■ **Task**
Every record below must be returned exactly as it was received.

━━━ Dataset

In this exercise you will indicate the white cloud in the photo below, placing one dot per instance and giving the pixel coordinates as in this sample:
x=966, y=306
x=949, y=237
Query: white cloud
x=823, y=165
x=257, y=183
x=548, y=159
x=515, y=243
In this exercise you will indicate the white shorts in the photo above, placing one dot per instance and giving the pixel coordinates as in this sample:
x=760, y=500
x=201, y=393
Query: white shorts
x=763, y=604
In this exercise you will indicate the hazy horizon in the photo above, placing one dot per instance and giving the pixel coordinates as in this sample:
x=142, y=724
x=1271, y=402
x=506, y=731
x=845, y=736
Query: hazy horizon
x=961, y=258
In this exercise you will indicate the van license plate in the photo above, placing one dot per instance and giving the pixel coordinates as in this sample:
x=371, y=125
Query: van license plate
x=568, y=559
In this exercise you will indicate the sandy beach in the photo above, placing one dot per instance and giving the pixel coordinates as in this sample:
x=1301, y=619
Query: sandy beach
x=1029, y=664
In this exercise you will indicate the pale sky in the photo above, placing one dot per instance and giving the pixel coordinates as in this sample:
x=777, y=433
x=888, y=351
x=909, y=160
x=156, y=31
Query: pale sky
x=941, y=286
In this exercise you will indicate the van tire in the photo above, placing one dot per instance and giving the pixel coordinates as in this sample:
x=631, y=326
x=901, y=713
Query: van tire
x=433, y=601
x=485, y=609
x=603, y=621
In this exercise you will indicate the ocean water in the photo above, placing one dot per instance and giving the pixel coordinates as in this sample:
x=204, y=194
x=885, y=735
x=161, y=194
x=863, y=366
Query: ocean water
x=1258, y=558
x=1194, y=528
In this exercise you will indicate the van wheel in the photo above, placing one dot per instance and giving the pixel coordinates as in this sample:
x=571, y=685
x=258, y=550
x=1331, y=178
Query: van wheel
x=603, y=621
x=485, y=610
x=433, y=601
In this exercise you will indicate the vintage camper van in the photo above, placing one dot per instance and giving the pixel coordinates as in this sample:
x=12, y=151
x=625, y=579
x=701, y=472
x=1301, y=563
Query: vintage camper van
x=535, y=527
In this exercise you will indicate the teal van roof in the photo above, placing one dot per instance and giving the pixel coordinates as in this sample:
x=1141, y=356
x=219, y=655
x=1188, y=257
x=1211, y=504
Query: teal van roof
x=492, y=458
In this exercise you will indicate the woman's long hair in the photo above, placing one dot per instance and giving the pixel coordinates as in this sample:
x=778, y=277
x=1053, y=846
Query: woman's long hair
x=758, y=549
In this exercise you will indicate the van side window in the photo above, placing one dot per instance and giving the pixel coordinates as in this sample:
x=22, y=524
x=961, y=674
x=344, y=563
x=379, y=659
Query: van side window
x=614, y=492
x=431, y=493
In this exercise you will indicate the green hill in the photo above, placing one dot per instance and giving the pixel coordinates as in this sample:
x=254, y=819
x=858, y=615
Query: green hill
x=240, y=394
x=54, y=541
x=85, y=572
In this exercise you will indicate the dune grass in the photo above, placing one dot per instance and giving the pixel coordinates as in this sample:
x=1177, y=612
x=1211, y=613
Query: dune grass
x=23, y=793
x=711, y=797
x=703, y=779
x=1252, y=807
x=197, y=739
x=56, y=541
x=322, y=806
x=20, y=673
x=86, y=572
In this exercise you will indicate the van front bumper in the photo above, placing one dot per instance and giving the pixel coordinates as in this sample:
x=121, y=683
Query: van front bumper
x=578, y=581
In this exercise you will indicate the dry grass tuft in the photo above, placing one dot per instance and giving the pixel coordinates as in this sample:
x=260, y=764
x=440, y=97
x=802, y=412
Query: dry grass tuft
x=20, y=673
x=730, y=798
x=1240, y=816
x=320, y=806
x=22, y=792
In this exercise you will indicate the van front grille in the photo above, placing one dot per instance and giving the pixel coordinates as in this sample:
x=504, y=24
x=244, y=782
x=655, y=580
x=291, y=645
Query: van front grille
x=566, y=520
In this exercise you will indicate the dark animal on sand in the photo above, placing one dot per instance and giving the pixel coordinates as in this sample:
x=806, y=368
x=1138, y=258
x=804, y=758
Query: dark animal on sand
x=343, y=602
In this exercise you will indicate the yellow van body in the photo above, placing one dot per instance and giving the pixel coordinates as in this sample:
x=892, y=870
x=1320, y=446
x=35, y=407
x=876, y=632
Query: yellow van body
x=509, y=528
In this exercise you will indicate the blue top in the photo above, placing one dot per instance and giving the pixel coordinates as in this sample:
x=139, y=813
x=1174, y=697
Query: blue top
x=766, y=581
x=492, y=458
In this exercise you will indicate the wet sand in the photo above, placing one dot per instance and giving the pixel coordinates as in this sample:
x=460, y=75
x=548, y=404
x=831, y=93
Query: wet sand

━━━━━━

■ **Answer for this exercise**
In this exercise you will indicate the white cloud in the photo below, placing one dot per instance and giving the pixel coordinates as in this sample:
x=966, y=306
x=949, y=237
Query: white cloud
x=823, y=165
x=257, y=183
x=548, y=159
x=515, y=243
In this exercise you will indicate the white shorts in the photo above, placing one dot per instance and giving the pixel coordinates as in this sample:
x=760, y=500
x=201, y=393
Query: white shorts
x=763, y=604
In this exercise you will indicate the hazy horizon in the photo above, placing one dot per instance and giving the pixel coordinates as in this sample:
x=142, y=724
x=1271, y=402
x=506, y=731
x=845, y=736
Query: hazy horizon
x=961, y=258
In this exercise you will indicate the van license plate in the photo above, placing one dot per instance and giving the pixel coordinates as in this sample:
x=371, y=125
Query: van license plate
x=568, y=559
In this exercise you will indicate the sandy beach in the photo above, placing one dot per instance and giving the pixel coordinates as in this sample:
x=1301, y=619
Query: sandy beach
x=1029, y=664
In this exercise you will indicate the pale sky in the photo above, placing one dot per instance and giving the pixel coordinates as in this sample:
x=777, y=433
x=888, y=351
x=909, y=160
x=156, y=31
Query: pale sky
x=941, y=286
In this exercise you will indicate the van tire in the photo above, placing one dot per instance and giving the pixel coordinates as in this sample:
x=631, y=326
x=901, y=713
Query: van tire
x=433, y=601
x=485, y=609
x=603, y=621
In this exercise you will indicate the ocean water in the photo above, placing one dot per instance and giving the pixel coordinates as in this sample:
x=204, y=194
x=885, y=735
x=161, y=194
x=863, y=366
Query: ocean water
x=1258, y=558
x=1194, y=528
In this exercise you will indicate the van wheel in the photo above, placing one dot per instance and giving the pixel coordinates as in this sample:
x=571, y=685
x=258, y=550
x=1331, y=178
Query: van wheel
x=603, y=621
x=485, y=610
x=433, y=601
In this exercise you will indicate the vintage camper van in the photo above, placing one dot per instance and giving the pixel coordinates as in this sample:
x=12, y=151
x=625, y=579
x=701, y=472
x=1301, y=563
Query: vintage camper van
x=535, y=527
In this exercise you will indicate the teal van roof in the photo above, placing one dot per instance and giving the pixel coordinates as in this sample:
x=1141, y=356
x=219, y=655
x=1188, y=257
x=1211, y=504
Query: teal van roof
x=492, y=458
In this exercise you will indicate the woman's long hair in the photo above, placing one dot per instance and giving the pixel coordinates as in this sample:
x=778, y=277
x=1053, y=846
Query: woman's long hair
x=758, y=549
In this exercise you will indicate the van side window in the photo above, placing one dot per instance and giving the pixel coordinates as in this sample:
x=22, y=524
x=961, y=674
x=344, y=563
x=379, y=659
Query: van side window
x=614, y=492
x=431, y=493
In this exercise you will indicate the green hill in the photo above, placing one dot per instance and giving the pixel coordinates as in this sample:
x=254, y=819
x=858, y=615
Query: green hill
x=240, y=394
x=54, y=541
x=85, y=572
In this exercise you will indicate the dune grass in the photo above, placing one dot per instance and giving the pixel coordinates as in this sample:
x=1177, y=612
x=1211, y=613
Query: dune grass
x=23, y=793
x=711, y=797
x=703, y=779
x=1252, y=807
x=197, y=739
x=56, y=541
x=322, y=806
x=20, y=673
x=86, y=572
In this exercise you will indicate the van front bumper in the photo above, placing one dot per instance and giving the pixel coordinates as in this sample:
x=121, y=683
Query: van front bumper
x=578, y=581
In this exercise you will indicate the dry grass tuft in the photo above, placing one dot per instance and giving the pixel coordinates as in this sample:
x=260, y=764
x=440, y=97
x=802, y=412
Query: dry grass tuft
x=20, y=673
x=730, y=798
x=1240, y=816
x=320, y=806
x=22, y=792
In this exercise you will indicate the van front grille in the photo above, placing one dot per instance and giving the pixel coordinates as in this sample:
x=504, y=24
x=244, y=782
x=655, y=580
x=291, y=645
Query: van front grille
x=566, y=520
In this exercise you will indicate the dark animal on sand in the photo above, placing one dot per instance and giving the pixel coordinates as in this sample:
x=806, y=368
x=1138, y=258
x=804, y=758
Query: dark animal on sand
x=343, y=602
In this exercise you will indicate the yellow van body in the photo above, placing one dot per instance and giving the pixel coordinates as in this sample:
x=892, y=870
x=1320, y=446
x=35, y=407
x=876, y=632
Query: yellow van body
x=509, y=528
In this exercise you will indicate the blue top in the photo above, placing one dot per instance and giving the pixel coordinates as in this sample:
x=139, y=813
x=1174, y=697
Query: blue top
x=766, y=581
x=492, y=458
In this exercise you will indicate the wet sand in the photo above, placing one dot per instance and giving the pixel coordinates as in this sample:
x=460, y=75
x=548, y=404
x=831, y=93
Query: wet sand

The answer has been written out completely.